■ **OBJECTIVE**:
How many lines in the entries below contain the string "pixels"? Reply with the number alone.

:: ENTRIES PROVIDED ::

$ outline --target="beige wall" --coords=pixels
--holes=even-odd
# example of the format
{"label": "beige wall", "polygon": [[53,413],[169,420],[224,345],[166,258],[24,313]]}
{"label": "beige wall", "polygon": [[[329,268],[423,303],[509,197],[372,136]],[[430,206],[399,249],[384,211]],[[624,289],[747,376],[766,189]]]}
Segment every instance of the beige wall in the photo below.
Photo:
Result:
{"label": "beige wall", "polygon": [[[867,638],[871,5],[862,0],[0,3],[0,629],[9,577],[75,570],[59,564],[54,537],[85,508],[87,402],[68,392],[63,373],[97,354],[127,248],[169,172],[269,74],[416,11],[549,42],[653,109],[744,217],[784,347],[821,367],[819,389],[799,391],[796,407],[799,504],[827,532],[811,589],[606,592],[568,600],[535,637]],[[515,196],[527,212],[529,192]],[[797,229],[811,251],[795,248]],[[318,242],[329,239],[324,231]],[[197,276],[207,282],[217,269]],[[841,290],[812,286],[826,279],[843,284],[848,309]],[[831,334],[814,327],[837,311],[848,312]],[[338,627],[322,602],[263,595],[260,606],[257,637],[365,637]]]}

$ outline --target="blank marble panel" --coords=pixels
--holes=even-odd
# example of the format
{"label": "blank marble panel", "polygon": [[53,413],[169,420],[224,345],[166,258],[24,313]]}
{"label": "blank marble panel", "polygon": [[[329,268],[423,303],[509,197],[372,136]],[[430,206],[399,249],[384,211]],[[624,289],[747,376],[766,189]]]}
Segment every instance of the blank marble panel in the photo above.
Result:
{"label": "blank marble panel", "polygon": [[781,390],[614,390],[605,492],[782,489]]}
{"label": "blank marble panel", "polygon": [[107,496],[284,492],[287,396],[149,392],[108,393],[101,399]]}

:::
:: ENTRIES PROVIDED ::

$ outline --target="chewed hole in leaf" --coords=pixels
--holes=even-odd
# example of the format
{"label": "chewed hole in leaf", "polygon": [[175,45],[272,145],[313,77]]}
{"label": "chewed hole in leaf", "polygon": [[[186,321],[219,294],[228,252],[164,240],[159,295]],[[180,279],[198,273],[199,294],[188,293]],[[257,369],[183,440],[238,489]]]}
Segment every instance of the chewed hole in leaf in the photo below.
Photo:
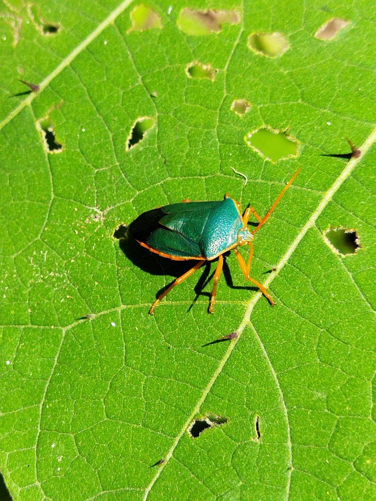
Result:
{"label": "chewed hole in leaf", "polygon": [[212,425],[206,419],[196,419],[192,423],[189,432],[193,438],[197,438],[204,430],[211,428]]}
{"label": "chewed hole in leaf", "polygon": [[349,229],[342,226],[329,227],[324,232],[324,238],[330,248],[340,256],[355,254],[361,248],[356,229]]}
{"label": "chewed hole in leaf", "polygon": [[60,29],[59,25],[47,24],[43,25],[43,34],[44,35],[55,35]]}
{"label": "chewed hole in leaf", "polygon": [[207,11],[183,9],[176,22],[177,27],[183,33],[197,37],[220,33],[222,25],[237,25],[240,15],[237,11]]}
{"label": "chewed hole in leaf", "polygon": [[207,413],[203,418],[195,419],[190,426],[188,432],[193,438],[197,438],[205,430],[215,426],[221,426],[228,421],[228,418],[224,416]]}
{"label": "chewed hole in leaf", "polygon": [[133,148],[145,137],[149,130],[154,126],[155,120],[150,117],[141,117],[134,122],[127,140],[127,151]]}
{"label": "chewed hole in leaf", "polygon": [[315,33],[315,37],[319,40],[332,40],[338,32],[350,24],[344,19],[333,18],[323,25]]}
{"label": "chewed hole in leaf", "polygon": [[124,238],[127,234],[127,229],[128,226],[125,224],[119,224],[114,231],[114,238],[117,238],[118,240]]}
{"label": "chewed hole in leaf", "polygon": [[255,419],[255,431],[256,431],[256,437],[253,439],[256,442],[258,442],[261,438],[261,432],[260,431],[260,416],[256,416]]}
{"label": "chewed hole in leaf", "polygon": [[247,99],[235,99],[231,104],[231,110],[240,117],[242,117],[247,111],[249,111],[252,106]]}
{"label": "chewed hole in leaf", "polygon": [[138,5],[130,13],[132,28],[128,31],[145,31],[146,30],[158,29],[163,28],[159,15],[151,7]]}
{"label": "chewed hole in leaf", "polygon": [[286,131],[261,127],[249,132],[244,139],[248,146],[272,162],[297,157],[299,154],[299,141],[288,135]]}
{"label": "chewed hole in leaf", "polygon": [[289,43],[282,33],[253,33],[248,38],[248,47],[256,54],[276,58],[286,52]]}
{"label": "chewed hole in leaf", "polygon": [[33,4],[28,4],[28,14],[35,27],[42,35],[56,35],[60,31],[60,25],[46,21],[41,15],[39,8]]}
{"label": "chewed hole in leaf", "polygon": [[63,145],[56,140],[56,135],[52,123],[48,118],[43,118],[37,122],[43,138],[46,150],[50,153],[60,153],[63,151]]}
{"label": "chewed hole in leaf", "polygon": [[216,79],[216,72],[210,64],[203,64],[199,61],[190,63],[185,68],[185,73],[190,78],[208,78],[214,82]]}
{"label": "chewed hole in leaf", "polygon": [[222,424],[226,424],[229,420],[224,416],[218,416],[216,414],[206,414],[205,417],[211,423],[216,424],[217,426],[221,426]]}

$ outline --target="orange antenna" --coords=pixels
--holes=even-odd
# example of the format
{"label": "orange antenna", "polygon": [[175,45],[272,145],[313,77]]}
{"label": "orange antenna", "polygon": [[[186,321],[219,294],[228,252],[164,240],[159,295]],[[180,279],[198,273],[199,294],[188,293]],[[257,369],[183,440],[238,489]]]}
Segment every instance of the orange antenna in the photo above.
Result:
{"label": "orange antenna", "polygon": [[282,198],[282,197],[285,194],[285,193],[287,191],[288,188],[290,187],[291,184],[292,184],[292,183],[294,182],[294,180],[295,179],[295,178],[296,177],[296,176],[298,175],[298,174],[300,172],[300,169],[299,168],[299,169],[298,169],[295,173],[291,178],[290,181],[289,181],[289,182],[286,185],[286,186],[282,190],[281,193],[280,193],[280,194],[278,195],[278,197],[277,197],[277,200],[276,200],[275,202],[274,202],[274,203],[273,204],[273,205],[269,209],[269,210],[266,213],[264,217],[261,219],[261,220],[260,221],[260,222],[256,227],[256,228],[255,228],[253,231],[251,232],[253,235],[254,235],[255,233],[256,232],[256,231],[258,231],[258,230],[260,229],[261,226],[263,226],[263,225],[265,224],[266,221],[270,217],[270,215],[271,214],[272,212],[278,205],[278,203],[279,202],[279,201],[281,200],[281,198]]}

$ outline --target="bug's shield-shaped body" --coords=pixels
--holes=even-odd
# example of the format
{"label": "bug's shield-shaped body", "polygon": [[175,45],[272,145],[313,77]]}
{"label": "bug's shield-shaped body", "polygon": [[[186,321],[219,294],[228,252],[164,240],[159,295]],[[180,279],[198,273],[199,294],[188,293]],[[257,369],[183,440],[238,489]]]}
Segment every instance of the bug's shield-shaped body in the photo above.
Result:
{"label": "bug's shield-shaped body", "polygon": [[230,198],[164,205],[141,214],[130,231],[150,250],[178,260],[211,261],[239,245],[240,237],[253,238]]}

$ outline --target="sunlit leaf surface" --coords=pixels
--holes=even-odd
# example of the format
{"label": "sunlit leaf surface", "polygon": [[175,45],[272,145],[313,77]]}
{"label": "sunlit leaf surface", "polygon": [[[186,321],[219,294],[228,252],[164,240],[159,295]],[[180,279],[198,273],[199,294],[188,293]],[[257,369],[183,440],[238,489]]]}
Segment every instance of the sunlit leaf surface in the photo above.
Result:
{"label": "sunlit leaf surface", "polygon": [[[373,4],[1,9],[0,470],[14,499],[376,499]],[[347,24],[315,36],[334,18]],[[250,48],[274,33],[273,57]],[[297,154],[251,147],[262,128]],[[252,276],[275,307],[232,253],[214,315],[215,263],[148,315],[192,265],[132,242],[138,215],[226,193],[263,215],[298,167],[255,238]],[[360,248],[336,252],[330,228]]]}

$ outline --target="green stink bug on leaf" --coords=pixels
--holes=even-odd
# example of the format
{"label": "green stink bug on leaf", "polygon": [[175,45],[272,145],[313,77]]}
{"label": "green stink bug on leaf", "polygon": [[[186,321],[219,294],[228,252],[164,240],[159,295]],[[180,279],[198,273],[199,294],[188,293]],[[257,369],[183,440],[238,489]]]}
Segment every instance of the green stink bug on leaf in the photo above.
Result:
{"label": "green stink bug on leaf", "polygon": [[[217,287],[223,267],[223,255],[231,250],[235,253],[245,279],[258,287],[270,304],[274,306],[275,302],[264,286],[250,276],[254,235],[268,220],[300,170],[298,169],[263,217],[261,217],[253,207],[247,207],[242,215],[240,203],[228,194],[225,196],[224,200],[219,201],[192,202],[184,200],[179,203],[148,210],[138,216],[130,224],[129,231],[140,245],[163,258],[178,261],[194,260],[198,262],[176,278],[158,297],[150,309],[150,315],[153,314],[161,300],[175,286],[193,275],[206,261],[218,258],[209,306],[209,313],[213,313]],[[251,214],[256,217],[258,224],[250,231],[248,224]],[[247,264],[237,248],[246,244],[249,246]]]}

:::

■ **ANSWER**:
7